### TEXT EXTRACT
[start]
# [SOLVED] DHCP List showing a lot of strange leases..



## bheilig (Jul 20, 2012)

I have a MediaLink Wireless N Broadband Router Model# MWN-WAPR150N. Today I noticed that it is giving out DHCP leases to a Hostname 'Office', with a MAC address of 00-00-00-00-00-00. Somehow 'Office' is able to get 1-hour leases, even though my router is set to only give 24-hour leases. It has also gotten as many as four of them concurrently, that I know of. Only four people are supposed to know the PW to this thing. They're all friends, none of them are computer-savvy, and I don't think 'Office' is any of them. (I1720 is me).

Please see the attached photo. I googled this and basically got no info. Does anyone know if this is something to be concerned about? Thanks for any help!


----------



## Wand3r3r (Sep 17, 2010)

*Re: DHCP List showing a lot of strange leases..*

Doesn't look good. I would setup a filter to block Office host name and the mac address with all zeros.


----------



## bheilig (Jul 20, 2012)

*Re: DHCP List showing a lot of strange leases..*

Ah, good idea. Interesting though, I tried that, and the router told me "that's a reserved MAC address" so maybe that's a sign it's a legit function of the router? Gonna try their tech support. Thanks!


----------



## bheilig (Jul 20, 2012)

*Re: DHCP List showing a lot of strange leases..*

Got the following back. Looks like it's legit, but still, weird.

----------------------
Hello Bret-

Yes, the office entry you see there is an expired ip lease that has not yet dropped off the host listing, which is not uncommon to see from time to time. 
There’s no need to try and ban or delete these listing. 
Please let me know if you need further assistance, and have a great day.

Thanks,
___________________________________________________________
Shaylen P******
Mediabridge Products, LLC • Medialink Products, LLC. • Broadband Products, Inc.


----------



## jmoutoux (Aug 7, 2012)

I have never seen expired leases show up like this. Me I would block this personally.


----------
[end]
### WRITTEN PROBLEM A
In the DHCP forum thread, rewrite the paragraph beginning "I have a MediaLink Wireless N Broadband Router" as a short bulleted list that keeps its main facts.
### WRITTEN PROBLEM B
From the DHCP forum thread, echo the passage from "I have a MediaLink" up to and including "(I1720 is me).".
The listing after this thread is separate material.

(Point labeling dataset excerpts)
[start]
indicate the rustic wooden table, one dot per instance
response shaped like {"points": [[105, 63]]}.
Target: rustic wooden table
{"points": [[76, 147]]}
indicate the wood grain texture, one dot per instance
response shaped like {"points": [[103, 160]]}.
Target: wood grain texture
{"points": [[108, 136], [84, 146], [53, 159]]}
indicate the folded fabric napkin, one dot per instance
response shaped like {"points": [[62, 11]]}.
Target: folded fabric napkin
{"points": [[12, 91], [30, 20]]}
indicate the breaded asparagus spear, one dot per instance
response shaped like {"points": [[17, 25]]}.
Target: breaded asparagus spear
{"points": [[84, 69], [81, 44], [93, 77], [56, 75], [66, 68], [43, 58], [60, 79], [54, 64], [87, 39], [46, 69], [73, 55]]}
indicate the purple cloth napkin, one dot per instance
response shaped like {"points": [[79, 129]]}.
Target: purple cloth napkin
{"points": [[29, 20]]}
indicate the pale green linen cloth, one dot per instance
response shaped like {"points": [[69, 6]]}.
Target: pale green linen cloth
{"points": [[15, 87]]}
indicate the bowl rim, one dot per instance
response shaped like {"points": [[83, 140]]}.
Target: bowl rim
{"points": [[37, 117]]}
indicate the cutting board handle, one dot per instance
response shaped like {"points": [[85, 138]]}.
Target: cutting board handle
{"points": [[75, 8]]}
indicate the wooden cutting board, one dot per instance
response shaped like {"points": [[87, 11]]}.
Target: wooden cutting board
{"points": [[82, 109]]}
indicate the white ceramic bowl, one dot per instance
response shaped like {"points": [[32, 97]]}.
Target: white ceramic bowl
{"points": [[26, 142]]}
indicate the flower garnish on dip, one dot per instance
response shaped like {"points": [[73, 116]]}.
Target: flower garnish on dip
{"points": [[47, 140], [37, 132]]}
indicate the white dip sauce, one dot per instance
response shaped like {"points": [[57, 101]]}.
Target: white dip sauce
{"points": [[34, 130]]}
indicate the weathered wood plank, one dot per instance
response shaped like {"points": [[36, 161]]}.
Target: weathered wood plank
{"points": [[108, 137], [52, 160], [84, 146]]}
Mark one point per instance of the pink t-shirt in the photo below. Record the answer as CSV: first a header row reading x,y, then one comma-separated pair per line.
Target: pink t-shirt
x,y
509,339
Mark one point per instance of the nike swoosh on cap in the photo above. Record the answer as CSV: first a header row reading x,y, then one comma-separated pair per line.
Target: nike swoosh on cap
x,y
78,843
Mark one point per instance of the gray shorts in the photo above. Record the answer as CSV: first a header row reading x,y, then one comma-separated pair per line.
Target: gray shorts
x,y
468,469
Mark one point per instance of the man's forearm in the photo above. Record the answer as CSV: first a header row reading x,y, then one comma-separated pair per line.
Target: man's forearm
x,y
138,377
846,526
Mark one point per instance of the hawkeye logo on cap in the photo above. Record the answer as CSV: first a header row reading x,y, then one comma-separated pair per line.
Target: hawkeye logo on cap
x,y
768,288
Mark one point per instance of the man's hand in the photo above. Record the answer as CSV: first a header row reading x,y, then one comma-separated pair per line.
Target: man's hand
[end]
### FINAL RESULT A
- Router: MediaLink Wireless N Broadband Router, Model# MWN-WAPR150N.
- It is giving DHCP leases to a hostname "Office" with MAC address 00-00-00-00-00-00.
- "Office" gets 1-hour leases, though the router is set to give only 24-hour leases.
- It has held as many as four leases at once, as far as the poster knows.
- Only four people, all friends and none computer-savvy, should know the password, and "Office" is not thought to be any of them.
- The poster's own device is I1720.

### FINAL RESULT B
I have a MediaLink Wireless N Broadband Router Model# MWN-WAPR150N. Today I noticed that it is giving out DHCP leases to a Hostname 'Office', with a MAC address of 00-00-00-00-00-00. Somehow 'Office' is able to get 1-hour leases, even though my router is set to only give 24-hour leases. It has also gotten as many as four of them concurrently, that I know of. Only four people are supposed to know the PW to this thing. They're all friends, none of them are computer-savvy, and I don't think 'Office' is any of them. (I1720 is me).